Изменить стиль страницы

Итак, мы можем утверждать, что христианство смягчило, затенило, взяло верх или поглотило древнейшие религии, обожествлявшие силы природы, как и остатки язычества. До какой степени? Об этом спорят историки и ученые других областей знания, причем каждый делает собственные выводы.

Ничто — даже темные истории о колдунах, подобные той, что случилась в Лудене, — не могло встревожить или смутить государственных деятелей, и уж тем более Мазарини, много чего повидавшего в бытность свою в Италии.

_МАТЕРИАЛ ДЛЯ УПРАЖНЕНИЯ_
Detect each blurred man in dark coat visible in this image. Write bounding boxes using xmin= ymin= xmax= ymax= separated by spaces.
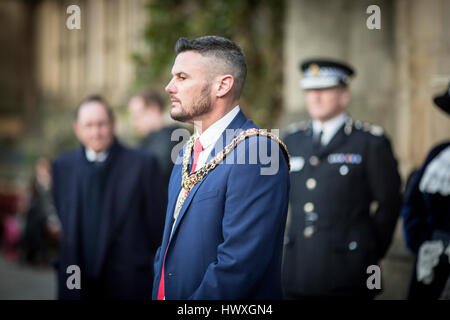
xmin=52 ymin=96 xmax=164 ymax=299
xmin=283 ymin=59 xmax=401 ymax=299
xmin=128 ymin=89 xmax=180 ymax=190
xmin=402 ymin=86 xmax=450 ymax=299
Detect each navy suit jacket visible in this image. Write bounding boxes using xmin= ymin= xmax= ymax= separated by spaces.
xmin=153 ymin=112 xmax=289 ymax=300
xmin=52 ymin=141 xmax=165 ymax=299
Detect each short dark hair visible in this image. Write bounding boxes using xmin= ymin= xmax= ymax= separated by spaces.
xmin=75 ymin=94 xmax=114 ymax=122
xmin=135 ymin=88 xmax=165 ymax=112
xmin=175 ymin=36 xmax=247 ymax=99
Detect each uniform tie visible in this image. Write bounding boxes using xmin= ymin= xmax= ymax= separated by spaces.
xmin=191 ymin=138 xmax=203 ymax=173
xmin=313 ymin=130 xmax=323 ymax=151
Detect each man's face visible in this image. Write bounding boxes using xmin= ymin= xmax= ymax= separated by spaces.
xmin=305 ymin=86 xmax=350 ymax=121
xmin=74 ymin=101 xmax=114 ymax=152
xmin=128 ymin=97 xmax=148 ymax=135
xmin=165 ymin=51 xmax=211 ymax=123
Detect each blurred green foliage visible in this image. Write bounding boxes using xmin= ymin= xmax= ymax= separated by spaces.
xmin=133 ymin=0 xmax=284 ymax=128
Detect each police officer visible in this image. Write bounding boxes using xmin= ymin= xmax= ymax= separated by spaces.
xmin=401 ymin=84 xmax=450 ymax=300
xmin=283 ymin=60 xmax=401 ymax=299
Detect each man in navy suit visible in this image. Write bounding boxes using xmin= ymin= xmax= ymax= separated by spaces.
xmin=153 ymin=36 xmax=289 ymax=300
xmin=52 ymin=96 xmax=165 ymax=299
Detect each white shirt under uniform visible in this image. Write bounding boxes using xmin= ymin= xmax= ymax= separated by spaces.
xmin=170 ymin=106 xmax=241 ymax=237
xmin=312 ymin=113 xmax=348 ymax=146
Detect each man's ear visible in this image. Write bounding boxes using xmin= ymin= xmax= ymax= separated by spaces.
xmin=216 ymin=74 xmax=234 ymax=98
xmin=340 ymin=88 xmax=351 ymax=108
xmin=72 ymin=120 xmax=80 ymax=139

--

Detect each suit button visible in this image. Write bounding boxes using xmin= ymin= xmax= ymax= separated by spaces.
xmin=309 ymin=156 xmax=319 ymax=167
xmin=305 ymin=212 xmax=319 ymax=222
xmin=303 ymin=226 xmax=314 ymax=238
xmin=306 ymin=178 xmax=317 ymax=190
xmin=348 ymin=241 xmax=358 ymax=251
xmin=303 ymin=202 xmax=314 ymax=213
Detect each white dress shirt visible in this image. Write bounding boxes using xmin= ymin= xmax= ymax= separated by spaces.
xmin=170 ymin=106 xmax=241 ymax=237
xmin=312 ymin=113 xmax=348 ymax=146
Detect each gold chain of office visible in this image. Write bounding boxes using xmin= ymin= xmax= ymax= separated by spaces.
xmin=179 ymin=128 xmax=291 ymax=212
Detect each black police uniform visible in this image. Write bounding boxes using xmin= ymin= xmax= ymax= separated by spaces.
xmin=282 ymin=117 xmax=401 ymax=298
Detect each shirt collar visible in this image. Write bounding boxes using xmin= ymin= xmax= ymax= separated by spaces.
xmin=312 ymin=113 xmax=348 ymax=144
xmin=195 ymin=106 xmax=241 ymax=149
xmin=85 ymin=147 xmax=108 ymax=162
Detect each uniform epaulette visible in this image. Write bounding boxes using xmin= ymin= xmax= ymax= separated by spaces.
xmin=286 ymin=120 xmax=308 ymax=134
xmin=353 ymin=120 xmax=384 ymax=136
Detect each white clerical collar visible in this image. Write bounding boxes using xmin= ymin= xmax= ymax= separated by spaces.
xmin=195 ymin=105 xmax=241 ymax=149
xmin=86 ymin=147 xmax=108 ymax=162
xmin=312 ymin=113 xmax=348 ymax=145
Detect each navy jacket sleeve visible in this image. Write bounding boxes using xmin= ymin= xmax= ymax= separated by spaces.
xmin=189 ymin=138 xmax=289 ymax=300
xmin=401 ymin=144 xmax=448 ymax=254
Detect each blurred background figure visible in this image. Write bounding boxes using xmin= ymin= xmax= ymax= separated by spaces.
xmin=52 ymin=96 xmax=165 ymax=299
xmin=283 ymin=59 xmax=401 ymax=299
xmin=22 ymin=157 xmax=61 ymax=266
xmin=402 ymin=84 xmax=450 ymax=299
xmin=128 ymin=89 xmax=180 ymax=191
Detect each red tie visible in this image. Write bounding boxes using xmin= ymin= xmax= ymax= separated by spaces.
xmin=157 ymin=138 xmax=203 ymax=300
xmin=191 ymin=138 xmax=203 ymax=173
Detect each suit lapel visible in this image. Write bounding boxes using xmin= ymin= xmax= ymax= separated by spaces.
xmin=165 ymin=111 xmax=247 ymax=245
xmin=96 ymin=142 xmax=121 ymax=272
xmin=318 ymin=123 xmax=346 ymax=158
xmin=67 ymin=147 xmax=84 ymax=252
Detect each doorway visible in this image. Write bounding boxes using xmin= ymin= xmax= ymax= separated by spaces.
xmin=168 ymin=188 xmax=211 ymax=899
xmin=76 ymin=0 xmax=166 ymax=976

==

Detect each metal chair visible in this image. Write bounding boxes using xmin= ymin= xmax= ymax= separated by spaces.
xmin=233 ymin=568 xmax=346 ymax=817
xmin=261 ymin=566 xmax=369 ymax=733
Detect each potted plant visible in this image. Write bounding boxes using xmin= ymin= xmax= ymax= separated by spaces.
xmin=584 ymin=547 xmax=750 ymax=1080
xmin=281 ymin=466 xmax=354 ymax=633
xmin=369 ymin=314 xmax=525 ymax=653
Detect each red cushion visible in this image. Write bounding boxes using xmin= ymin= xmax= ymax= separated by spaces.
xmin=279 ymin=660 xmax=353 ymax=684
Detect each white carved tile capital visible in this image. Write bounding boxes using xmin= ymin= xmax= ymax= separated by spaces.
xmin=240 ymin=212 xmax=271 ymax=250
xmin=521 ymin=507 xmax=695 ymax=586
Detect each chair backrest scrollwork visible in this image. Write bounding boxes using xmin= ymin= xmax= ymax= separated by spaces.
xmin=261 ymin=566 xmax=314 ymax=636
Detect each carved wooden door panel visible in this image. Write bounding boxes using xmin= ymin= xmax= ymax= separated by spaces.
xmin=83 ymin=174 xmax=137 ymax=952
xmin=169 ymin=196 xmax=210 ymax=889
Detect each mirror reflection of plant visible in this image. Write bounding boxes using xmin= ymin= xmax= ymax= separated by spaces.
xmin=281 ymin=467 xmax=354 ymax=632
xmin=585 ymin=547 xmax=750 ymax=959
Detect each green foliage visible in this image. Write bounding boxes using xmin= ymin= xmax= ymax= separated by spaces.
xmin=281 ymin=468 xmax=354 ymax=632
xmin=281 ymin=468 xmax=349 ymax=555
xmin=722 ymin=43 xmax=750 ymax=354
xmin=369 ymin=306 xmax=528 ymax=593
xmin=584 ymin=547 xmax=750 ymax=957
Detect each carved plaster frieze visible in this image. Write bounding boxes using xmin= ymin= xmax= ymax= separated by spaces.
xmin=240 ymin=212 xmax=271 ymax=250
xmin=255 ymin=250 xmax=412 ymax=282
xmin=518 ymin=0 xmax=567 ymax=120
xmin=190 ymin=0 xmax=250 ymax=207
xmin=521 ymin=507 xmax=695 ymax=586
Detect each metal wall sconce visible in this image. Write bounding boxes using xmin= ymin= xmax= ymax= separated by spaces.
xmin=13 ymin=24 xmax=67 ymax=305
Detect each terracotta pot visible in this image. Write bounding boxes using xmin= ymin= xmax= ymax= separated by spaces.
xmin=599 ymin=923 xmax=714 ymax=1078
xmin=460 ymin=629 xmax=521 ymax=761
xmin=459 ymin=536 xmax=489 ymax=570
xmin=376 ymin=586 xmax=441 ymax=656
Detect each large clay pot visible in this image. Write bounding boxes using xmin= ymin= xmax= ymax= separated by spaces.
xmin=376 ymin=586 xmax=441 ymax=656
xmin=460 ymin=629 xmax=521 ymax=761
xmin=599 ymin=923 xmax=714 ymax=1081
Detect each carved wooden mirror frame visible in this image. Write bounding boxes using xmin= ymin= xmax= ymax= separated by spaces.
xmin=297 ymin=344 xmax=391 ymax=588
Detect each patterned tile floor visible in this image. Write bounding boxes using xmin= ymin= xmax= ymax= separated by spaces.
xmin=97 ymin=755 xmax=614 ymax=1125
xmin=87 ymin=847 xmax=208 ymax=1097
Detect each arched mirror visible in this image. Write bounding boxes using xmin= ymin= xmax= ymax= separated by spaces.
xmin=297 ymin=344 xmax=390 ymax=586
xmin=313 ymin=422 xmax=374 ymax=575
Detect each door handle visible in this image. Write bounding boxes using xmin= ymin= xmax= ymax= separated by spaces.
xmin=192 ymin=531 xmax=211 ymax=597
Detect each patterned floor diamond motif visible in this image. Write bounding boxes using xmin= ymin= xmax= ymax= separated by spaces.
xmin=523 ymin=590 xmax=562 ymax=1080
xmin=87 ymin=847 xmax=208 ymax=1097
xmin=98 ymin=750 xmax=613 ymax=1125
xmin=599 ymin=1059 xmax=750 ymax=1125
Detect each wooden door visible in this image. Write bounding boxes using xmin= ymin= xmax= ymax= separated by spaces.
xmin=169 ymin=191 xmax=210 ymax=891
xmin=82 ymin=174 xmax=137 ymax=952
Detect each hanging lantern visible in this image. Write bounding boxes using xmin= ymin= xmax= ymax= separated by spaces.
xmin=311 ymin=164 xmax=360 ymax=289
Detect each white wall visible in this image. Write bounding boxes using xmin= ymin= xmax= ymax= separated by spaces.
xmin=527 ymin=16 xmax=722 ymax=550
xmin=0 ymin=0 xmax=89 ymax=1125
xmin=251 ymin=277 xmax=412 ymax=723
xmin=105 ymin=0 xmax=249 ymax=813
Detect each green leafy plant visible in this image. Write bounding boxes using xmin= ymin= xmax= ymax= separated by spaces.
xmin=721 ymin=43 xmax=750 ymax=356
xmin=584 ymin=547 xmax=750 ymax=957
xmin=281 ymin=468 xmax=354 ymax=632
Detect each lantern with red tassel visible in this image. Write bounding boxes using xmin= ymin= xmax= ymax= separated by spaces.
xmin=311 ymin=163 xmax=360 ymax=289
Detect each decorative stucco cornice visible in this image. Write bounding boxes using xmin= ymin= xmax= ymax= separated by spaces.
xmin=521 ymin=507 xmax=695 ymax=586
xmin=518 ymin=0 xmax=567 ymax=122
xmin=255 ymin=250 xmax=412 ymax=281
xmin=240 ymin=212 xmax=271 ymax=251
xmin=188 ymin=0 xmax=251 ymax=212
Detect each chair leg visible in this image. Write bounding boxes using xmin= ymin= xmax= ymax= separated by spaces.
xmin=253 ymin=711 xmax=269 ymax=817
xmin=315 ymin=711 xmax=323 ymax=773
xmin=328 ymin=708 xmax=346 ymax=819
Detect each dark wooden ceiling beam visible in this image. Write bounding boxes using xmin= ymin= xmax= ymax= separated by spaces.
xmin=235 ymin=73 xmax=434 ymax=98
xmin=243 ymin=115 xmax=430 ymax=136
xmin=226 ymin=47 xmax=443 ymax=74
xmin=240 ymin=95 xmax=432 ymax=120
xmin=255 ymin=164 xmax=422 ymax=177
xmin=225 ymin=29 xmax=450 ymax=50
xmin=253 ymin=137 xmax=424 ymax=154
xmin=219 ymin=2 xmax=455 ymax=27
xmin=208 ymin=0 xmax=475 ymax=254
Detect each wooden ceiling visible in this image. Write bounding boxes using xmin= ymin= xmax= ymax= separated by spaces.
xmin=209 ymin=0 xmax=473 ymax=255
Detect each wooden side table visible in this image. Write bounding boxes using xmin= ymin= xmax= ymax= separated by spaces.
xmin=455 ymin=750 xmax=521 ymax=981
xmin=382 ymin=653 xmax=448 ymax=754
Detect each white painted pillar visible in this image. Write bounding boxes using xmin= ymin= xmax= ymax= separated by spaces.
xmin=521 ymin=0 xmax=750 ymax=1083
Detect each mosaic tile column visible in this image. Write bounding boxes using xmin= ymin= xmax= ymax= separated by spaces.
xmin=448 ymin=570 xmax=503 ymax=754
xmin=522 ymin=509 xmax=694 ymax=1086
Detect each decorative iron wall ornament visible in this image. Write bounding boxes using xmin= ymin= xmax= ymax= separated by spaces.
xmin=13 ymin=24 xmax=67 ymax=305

_ЗАДАНИЯ_
- a) Перечислите все глаголы и глагольные обороты, которыми во фрагменте документа описано, что христианство сделало с древнейшими религиями.
- b) Воспроизведите без изменений строки из блоков материала от строки с «Detect each man's ear» до строки с «xmin=72 ymin=120 xmax=80 ymax=139» включительно.
Строки из блоков никак не связаны с фрагментом документа.

_ОТВЕТЫ К ЗАДАНИЯМ_
- a) смягчило, затенило, взяло верх, поглотило

- b)
Detect each man's ear visible in this image. Write bounding boxes using xmin= ymin= xmax= ymax= separated by spaces.
xmin=216 ymin=74 xmax=234 ymax=98
xmin=340 ymin=88 xmax=351 ymax=108
xmin=72 ymin=120 xmax=80 ymax=139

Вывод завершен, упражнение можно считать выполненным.